*EXERCISE*: Write out the records below once more, exactly and completely.

*DATA PROVIDED*:

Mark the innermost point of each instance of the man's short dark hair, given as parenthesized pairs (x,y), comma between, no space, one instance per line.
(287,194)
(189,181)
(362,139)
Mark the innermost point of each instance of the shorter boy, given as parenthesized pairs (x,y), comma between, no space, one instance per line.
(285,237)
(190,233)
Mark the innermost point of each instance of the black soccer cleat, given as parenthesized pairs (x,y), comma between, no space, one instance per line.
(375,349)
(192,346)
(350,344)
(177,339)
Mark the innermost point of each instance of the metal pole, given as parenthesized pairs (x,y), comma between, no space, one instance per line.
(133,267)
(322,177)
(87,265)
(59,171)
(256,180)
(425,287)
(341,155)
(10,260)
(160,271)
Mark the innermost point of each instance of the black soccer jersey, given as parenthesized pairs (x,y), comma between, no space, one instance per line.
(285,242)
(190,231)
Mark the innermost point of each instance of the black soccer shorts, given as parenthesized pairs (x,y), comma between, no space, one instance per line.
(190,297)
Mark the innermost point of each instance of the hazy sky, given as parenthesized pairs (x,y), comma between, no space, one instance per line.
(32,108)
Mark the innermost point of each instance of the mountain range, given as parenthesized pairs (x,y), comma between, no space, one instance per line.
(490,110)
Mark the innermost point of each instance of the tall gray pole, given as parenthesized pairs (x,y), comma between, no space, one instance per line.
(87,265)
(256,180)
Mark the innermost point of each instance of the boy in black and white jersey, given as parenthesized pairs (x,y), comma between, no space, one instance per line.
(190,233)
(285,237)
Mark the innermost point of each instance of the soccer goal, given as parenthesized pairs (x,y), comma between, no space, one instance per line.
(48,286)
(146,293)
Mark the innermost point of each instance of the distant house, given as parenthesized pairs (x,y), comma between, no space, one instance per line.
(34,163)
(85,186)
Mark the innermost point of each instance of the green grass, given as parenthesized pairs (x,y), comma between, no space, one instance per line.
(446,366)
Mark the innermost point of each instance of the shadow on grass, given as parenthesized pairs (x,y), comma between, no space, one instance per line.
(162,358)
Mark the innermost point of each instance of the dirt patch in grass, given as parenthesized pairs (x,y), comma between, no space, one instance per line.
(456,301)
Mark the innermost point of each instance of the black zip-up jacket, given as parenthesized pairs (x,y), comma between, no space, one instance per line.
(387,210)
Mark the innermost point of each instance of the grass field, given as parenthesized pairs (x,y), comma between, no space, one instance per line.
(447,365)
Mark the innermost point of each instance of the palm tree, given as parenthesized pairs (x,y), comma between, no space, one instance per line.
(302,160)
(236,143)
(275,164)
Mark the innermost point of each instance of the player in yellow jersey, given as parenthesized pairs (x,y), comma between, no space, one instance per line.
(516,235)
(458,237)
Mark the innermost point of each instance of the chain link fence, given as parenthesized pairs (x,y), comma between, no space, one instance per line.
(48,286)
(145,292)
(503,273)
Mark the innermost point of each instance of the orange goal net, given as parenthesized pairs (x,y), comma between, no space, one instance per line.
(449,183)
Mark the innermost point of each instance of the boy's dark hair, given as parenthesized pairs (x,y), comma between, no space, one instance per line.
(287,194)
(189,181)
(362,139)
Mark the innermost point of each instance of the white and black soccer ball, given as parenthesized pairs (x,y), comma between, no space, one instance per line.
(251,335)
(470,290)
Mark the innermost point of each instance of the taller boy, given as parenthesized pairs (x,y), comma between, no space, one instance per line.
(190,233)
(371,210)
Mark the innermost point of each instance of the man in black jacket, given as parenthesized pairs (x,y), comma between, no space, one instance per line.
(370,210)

*RESULT*:
Mark the innermost point of each instance of the man's short dark hair, given as parenthesized pairs (x,y), comma between, no space, one instance per line.
(287,194)
(189,181)
(362,139)
Mark the innermost point of each instance of the shorter boy, given as parenthesized pairs (x,y), comma between, no space, one instance per line.
(285,237)
(190,233)
Mark the innermost point of each instance of the black soccer cleat, given as parenthesized pairs (x,y), comma between, no space, one instance per line.
(375,349)
(192,346)
(350,344)
(177,339)
Mark the innermost point of each instance of the metal pole, given as parenthesized pairs (x,y), comma between, no space, one instance per line.
(133,267)
(322,177)
(87,265)
(59,171)
(256,180)
(425,287)
(341,155)
(10,260)
(160,271)
Mark the innermost point of each instance of the black soccer jersey, given as parenthesized pairs (x,y), comma between, no space, one instance per line.
(285,242)
(190,231)
Mark the innermost point of each instance of the black soccer shorts, given as parenthesized pairs (x,y), comma between, no space, one instance per line.
(190,297)
Mark the innermost point of each instance of the hazy sky, given as parenthesized pairs (x,y), comma between, no space, one instance per line.
(32,108)
Mark the innermost point of each instance of the mountain range, given as parenthesized pairs (x,y), comma between, no space, one instance per line.
(490,110)
Mark the innermost point of each instance of the tall gray pole, given as parenthesized pairs (x,y), comma between, no space, one instance per line.
(87,265)
(256,180)
Mark the innermost point of each instance of the boy in black and white jersey, given as parenthesized pairs (x,y), comma between, no space, one instance per line.
(190,233)
(285,237)
Mark the innermost point of each instance of the soccer goal, given as parenthesized pairs (x,y), comma between, no space, one instance per line.
(48,286)
(146,293)
Mark the innermost point of each instance of the distant house, given as parenthesized pairs (x,y), comma between, no space, one instance per line.
(34,163)
(85,186)
Mark the innermost point of each instance of the green grass, given as parenthesized pairs (x,y), comma between, no space, one instance per line.
(446,366)
Mark the innermost point of each instance of the shadow on grass, given as parenthesized pairs (x,y), comma between, no space, one instance per line.
(162,358)
Mark the innermost point of each instance of the dirt patch in grass, given as parenthesized pairs (x,y), comma between, no space, one instance per line.
(456,301)
Mark the innermost point of each instance of the black zip-up jacket, given as parenthesized pairs (x,y), comma between, no space, one instance per line.
(387,210)
Mark the innermost point of each instance of the grass field, given as parenthesized pairs (x,y), comma between, no space, one instance per line.
(447,365)
Mark the innermost point of each instance of the palm tree, given as parenthesized pairs (x,y), comma between, no space, one instance per line.
(302,160)
(236,143)
(275,164)
Mark the innermost point of each instance of the player in yellow jersey, given as parenthesized pairs (x,y), comma between, no space, one instance per line.
(516,235)
(458,237)
Mark the innermost point of each instance of the chain link fence, given as parenthesized pairs (x,y), comma between, no space, one instance per line.
(48,286)
(145,292)
(503,273)
Mark the innermost point of each instance of the orange goal net, given as parenthesized pairs (x,y), comma between, no space, one instance per line.
(449,183)
Mark the innermost point of each instance of the boy's dark hair, given as parenthesized pairs (x,y), comma between, no space, one instance per line.
(287,194)
(189,181)
(362,139)
Mark the innermost point of each instance of the white and black soccer ball, given as parenthesized pairs (x,y), comma between, no space, one instance per line.
(251,335)
(470,290)
Mark the innermost point of each instance of the taller boy, given as parenthesized pairs (x,y), comma between, no space, one instance per line.
(190,233)
(371,210)
Mark the innermost point of each instance of the man in black jacket, given as parenthesized pairs (x,y), comma between, no space, one instance per line.
(370,210)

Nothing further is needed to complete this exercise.